TASK DATA
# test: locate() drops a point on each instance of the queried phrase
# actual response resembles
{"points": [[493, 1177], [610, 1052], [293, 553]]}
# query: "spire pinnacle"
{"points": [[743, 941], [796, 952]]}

YOUR INSTRUCTIONS
Word for word, set down the complete listing once more.

TASK RESPONSE
# test: locate() drops a point on each instance of the queried phrase
# actual response resembles
{"points": [[493, 1177], [610, 1052], [293, 553]]}
# query: "spire pinnacle"
{"points": [[743, 941], [796, 952]]}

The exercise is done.